Gather each line of the material below that contains the word "long", matching case exactly.

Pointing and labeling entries
* Begin *

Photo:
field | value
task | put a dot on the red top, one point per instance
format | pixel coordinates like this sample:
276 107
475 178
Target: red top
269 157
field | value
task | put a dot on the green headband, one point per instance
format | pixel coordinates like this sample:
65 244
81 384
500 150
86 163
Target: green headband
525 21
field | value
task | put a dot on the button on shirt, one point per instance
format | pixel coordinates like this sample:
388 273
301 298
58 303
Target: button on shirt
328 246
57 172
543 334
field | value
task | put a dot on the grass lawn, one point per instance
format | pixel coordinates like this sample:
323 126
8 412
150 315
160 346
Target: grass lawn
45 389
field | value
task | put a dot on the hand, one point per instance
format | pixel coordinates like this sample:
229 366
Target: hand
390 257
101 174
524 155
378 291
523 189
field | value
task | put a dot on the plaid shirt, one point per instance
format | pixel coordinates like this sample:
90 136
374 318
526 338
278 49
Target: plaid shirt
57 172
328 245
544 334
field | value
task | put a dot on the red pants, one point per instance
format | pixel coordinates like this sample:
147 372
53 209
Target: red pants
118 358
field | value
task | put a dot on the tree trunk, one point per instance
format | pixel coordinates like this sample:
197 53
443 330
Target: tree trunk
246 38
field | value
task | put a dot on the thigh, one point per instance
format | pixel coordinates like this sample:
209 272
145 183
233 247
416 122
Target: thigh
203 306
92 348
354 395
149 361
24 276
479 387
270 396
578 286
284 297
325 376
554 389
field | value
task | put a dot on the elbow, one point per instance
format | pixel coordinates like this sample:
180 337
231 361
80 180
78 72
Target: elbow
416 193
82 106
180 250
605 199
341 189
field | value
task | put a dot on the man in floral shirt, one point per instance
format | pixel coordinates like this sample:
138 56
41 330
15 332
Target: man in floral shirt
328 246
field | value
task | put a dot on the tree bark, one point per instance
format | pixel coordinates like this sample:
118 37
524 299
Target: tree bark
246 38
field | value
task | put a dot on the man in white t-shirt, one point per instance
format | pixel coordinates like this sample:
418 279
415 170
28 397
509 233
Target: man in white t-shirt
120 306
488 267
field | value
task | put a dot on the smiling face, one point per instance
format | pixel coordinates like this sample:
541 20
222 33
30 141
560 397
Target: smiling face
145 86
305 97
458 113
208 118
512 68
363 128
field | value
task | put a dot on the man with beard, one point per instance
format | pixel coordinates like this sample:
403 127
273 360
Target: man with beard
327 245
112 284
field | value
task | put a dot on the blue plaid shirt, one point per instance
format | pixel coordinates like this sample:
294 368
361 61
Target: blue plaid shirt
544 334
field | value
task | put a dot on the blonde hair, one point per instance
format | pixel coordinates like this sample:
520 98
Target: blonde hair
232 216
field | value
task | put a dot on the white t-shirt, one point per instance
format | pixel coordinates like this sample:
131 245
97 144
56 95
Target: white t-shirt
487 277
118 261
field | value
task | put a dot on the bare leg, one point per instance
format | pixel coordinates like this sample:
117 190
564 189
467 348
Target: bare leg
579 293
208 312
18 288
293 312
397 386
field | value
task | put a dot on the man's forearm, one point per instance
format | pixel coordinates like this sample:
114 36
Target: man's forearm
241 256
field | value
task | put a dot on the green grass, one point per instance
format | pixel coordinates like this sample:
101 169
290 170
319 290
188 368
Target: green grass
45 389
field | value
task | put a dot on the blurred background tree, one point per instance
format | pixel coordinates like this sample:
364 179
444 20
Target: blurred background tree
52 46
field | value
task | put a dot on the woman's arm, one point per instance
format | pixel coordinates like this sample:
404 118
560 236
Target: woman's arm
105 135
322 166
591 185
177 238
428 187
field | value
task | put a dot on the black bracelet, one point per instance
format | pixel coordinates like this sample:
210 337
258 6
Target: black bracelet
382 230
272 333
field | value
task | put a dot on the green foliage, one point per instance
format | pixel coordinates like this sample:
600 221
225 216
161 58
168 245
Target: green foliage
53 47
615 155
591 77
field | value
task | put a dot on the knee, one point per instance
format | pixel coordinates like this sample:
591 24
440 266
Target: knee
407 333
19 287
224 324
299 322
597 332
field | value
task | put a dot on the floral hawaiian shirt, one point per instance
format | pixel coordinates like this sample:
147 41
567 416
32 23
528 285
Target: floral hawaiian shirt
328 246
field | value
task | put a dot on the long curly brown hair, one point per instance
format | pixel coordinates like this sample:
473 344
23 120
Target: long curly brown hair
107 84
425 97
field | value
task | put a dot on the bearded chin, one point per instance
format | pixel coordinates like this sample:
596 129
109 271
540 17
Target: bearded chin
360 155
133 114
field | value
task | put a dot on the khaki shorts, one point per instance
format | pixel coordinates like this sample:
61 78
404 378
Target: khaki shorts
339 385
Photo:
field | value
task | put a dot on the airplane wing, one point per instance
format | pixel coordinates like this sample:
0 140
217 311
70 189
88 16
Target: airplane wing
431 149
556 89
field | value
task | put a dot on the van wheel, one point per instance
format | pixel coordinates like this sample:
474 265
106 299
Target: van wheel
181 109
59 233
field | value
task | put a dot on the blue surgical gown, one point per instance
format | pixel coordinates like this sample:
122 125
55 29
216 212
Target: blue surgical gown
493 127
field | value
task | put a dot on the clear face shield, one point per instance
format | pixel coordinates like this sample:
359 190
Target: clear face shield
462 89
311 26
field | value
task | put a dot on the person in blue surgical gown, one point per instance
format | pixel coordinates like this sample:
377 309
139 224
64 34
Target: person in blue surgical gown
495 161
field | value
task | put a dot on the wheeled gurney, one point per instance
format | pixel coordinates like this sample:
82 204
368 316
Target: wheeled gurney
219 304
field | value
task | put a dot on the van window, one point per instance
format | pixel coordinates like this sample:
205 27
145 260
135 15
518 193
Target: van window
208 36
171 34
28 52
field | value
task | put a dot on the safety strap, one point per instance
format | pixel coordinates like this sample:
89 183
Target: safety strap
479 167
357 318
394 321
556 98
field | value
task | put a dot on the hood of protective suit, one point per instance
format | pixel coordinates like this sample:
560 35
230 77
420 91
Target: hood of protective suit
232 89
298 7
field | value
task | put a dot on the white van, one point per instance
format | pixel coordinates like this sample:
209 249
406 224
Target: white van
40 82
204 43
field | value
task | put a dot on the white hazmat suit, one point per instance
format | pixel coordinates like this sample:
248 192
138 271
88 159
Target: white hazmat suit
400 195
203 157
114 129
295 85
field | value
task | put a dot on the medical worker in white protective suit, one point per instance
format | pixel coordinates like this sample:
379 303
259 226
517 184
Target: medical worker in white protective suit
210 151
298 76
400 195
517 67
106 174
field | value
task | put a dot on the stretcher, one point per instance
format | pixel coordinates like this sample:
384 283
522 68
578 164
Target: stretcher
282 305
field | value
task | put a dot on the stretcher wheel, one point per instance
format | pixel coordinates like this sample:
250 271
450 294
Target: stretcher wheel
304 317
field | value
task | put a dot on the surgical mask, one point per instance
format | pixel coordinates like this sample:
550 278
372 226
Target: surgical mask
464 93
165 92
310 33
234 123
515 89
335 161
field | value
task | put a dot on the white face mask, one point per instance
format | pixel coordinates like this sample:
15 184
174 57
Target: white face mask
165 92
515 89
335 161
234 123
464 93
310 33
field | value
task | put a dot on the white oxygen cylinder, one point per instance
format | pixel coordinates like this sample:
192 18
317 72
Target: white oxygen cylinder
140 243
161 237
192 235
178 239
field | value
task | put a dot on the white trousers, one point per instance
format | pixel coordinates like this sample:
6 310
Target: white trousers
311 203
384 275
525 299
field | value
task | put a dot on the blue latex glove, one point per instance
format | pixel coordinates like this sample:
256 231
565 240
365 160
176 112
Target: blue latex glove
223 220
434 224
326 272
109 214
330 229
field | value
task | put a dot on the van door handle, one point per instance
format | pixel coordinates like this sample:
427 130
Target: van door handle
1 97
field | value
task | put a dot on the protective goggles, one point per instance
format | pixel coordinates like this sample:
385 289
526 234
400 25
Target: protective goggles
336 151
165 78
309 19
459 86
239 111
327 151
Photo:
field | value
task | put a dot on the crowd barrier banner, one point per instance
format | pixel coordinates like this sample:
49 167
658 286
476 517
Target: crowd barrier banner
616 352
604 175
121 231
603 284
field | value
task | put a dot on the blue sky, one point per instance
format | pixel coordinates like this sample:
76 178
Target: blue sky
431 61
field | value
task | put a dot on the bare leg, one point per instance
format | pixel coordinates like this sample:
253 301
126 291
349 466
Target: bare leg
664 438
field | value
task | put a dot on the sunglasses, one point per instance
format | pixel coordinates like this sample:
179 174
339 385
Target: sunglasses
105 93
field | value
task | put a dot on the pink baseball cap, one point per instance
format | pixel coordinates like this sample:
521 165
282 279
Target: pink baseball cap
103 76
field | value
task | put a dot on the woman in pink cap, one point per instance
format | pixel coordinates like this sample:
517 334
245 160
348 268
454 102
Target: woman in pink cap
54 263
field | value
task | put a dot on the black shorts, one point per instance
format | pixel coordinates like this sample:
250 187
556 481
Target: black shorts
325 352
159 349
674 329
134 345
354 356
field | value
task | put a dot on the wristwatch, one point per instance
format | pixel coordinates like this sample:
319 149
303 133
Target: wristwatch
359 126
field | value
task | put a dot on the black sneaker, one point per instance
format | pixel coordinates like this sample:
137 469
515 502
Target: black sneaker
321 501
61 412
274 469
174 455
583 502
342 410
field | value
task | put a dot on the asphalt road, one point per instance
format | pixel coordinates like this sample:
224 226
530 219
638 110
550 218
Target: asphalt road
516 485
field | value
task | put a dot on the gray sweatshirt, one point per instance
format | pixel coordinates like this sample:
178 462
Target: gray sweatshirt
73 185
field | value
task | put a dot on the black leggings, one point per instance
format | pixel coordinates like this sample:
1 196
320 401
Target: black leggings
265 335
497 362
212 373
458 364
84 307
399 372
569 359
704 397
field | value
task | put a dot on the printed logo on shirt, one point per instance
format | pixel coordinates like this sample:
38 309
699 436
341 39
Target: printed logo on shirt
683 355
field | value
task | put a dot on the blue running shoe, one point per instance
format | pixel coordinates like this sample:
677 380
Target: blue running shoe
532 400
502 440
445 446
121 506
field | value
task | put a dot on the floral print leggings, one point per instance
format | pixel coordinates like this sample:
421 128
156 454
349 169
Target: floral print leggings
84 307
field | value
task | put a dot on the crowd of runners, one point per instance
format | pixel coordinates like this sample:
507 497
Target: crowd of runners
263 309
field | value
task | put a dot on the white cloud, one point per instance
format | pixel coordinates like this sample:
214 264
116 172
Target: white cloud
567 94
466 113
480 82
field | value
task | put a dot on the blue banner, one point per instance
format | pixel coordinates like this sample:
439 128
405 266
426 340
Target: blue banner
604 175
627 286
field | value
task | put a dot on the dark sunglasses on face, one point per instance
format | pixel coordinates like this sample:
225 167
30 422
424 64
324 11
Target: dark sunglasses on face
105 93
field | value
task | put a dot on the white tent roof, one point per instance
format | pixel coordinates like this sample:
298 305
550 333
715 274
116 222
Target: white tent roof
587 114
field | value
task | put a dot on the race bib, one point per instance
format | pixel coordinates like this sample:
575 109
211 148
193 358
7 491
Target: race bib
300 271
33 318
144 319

* End *

▶ _Full output_:
task | put a dot on the long curly brown hair, one point per instance
Target: long curly brown hair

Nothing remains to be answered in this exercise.